• [EXERCISE TASK]:
Update the items that follow by changing every "Reviewer note" to "Annotator note", and leave everything else unchanged. Omit the pictures when you reproduce them.

• [PROVIDED MATERIAL]:
——

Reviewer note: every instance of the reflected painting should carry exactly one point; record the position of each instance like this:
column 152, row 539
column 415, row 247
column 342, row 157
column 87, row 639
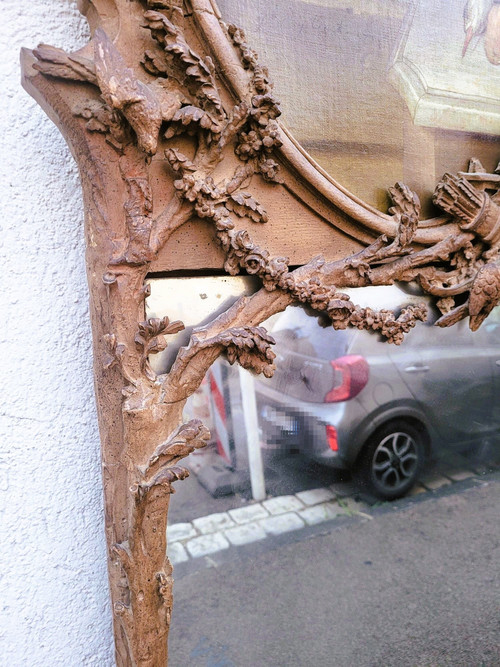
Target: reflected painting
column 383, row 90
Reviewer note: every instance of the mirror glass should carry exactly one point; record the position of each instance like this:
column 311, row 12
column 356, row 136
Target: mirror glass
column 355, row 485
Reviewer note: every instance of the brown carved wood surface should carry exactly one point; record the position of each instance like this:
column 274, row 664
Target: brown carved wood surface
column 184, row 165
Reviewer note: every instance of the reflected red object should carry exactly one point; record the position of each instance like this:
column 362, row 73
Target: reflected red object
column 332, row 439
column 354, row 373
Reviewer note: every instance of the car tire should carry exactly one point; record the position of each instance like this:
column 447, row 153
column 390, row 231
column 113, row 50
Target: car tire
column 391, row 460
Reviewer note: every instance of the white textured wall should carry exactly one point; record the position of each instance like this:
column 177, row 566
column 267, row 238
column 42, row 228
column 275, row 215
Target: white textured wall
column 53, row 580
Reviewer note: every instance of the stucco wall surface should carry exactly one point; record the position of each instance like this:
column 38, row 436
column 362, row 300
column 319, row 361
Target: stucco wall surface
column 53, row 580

——

• [ANSWER TO THE EXERCISE]:
Annotator note: every instance of the reflected painting should carry exactly one point; record the position of each instance like this:
column 152, row 539
column 415, row 247
column 342, row 157
column 87, row 639
Target: reflected painting
column 383, row 90
Annotator note: every instance of the mirror glass should carry exactly one point; record the position of each instance like this:
column 311, row 12
column 356, row 136
Target: mirror glass
column 355, row 485
Annotator note: every instance of the brown carved wood surface should carry exactly one point; record the position of each instance like this:
column 274, row 664
Target: brown carved wood surface
column 184, row 165
Annotator note: every instance of the reflected red object should carry exactly one point; record the position of each instance like this:
column 362, row 73
Target: reflected red object
column 332, row 439
column 354, row 373
Annotator note: every instance of the car tire should carry exactly one point; record the position of each instance like this:
column 447, row 153
column 390, row 231
column 113, row 50
Target: car tire
column 391, row 460
Annotator note: every instance of the white textured wall should carry exactly one point; record the position of each instance like this:
column 177, row 566
column 267, row 238
column 42, row 228
column 275, row 215
Target: white textured wall
column 53, row 580
Annotator note: every instance of the stucco wall surface should carry exactly one point; record the position of each instance like this:
column 38, row 436
column 362, row 300
column 319, row 361
Target: stucco wall surface
column 53, row 580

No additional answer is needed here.